*** Opening Records supplied ***

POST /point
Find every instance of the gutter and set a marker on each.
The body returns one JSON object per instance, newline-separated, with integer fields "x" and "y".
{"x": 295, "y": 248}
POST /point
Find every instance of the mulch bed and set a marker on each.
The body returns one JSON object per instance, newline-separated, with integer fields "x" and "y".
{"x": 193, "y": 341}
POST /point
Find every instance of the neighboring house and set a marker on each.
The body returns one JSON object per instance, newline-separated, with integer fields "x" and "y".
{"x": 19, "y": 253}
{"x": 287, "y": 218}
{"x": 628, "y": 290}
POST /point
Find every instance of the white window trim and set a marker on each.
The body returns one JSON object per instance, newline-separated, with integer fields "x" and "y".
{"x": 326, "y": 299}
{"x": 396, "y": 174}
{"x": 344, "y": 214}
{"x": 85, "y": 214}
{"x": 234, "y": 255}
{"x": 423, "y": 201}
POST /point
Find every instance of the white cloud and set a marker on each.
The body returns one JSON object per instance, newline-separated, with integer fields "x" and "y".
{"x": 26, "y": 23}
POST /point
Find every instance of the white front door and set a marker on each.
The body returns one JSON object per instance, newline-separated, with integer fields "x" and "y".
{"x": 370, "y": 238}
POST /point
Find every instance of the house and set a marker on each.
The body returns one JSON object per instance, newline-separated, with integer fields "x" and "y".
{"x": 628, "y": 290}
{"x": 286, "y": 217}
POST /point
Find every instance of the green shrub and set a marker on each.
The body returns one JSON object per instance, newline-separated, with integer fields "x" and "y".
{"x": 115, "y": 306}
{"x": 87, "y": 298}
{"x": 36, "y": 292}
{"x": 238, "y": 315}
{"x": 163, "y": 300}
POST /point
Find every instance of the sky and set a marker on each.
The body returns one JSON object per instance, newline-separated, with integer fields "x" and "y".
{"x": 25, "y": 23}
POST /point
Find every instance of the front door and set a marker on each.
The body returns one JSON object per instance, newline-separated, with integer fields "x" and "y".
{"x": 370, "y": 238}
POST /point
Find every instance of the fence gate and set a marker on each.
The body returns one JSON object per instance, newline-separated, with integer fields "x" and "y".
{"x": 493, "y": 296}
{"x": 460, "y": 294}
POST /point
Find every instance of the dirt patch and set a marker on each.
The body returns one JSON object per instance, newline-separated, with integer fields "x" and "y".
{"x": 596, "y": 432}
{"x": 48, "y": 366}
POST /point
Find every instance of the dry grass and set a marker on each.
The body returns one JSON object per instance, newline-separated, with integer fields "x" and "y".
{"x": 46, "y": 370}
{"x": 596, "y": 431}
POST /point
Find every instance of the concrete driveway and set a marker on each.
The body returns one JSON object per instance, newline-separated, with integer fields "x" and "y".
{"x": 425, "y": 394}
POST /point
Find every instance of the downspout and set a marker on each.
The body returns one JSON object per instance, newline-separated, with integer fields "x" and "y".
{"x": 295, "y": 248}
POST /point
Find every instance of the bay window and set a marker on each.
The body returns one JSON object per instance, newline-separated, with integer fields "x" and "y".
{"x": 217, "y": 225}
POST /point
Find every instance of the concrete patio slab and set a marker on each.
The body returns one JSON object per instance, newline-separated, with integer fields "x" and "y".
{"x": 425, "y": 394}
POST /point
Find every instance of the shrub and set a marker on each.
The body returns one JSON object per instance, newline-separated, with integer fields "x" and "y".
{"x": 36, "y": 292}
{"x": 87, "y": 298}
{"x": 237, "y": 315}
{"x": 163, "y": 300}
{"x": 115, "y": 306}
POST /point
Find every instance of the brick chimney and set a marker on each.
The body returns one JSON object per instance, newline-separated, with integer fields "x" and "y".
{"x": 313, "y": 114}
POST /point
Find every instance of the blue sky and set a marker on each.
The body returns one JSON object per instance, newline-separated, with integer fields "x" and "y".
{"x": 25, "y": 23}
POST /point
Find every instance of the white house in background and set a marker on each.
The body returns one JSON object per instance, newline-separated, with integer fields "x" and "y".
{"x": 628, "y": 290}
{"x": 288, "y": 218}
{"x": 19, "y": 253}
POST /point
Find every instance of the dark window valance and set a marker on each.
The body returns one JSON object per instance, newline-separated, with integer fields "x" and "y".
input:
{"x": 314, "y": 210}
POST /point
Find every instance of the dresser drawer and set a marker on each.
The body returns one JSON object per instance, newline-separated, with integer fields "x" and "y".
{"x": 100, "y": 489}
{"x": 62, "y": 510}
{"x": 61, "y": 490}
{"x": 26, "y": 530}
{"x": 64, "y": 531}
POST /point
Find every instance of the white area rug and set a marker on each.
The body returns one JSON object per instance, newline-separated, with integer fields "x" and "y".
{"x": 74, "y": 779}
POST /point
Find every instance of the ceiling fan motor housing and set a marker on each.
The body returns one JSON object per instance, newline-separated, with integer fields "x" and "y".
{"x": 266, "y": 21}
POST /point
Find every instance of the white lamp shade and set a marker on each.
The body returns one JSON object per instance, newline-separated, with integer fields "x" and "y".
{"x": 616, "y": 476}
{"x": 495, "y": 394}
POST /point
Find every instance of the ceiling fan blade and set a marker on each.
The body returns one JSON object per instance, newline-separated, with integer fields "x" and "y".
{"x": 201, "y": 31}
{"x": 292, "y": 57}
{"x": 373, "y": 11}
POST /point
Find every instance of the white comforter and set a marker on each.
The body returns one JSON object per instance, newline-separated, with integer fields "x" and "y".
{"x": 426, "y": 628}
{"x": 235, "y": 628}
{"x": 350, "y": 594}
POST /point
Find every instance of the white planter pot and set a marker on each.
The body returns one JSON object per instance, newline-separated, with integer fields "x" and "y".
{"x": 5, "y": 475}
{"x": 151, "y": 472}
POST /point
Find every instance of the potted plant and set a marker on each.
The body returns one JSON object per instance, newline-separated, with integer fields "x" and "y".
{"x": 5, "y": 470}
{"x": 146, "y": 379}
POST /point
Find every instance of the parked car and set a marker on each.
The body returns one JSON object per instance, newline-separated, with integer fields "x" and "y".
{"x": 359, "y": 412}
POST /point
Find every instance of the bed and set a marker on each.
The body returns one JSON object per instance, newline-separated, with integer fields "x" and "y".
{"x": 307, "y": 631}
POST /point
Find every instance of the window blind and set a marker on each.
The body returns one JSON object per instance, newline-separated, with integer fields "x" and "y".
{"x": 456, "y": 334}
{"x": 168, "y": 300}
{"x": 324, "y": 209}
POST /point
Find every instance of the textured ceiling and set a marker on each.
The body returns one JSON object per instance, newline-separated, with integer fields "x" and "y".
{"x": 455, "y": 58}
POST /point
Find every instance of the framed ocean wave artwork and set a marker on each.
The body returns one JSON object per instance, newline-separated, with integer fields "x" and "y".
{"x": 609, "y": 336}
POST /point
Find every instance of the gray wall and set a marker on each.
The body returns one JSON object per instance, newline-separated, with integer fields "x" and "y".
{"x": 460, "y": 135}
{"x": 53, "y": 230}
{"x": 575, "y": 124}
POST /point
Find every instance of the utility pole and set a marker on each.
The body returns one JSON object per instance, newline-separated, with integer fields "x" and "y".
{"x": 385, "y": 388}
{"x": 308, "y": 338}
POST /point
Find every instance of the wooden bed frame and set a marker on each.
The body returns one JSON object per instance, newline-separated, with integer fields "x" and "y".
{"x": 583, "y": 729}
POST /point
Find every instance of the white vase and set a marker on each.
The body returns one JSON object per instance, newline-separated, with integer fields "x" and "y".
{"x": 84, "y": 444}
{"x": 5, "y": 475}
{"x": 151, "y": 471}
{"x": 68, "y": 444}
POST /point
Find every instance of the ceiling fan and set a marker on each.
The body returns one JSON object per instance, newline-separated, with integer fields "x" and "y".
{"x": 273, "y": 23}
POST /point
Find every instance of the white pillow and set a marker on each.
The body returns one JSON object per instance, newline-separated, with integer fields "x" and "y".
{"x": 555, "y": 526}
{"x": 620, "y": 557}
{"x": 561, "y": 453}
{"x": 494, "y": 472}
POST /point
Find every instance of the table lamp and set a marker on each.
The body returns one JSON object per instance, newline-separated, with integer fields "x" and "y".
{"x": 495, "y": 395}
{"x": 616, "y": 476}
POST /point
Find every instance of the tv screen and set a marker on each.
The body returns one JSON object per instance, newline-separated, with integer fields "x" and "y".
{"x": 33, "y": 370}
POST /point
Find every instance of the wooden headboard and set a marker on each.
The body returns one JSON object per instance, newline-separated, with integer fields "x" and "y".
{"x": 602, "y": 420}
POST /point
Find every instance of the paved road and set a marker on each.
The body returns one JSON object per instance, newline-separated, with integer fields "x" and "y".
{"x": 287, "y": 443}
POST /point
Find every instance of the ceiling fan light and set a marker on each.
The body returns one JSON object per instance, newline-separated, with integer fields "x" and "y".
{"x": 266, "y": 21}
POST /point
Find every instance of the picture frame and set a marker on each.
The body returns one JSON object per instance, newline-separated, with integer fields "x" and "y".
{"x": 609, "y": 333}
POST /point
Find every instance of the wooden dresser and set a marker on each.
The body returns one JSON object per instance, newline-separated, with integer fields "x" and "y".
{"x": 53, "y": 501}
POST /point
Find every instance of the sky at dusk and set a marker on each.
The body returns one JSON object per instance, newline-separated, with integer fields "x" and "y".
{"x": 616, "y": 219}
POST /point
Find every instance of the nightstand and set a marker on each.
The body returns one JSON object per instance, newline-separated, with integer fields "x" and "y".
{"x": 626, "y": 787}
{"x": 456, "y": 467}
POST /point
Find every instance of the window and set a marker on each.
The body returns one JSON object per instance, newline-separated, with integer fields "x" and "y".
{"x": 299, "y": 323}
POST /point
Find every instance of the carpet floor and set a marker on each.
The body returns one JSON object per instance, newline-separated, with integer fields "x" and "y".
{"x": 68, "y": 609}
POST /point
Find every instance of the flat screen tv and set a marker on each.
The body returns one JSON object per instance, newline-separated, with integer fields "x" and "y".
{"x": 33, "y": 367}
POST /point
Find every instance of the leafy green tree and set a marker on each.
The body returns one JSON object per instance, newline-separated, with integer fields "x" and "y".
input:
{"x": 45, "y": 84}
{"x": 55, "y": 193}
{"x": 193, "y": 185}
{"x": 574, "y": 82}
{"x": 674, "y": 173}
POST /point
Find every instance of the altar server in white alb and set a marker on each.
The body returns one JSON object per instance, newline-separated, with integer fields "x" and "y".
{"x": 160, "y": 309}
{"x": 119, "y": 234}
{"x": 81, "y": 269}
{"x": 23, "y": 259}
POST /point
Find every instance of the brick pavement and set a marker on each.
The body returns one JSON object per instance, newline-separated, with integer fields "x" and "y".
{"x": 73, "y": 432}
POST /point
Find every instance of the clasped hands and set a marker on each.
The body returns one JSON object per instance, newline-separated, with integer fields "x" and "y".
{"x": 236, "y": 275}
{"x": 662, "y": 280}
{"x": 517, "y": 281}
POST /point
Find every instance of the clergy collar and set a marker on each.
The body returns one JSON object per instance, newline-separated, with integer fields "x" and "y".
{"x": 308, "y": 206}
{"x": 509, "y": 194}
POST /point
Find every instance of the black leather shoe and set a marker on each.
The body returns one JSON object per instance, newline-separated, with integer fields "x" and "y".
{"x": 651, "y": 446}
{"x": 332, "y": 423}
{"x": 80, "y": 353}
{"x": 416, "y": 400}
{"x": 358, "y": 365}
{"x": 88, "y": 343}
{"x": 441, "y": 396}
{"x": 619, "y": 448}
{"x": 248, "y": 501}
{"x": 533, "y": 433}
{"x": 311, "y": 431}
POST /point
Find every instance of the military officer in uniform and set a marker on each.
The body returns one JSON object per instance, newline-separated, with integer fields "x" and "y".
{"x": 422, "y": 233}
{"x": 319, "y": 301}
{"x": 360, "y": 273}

*** Closing Records supplied ***

A complete answer gives every line of the records holding "shrub".

Find every instance of the green shrub and set a marker on each.
Find every instance of the shrub and set a marker on each.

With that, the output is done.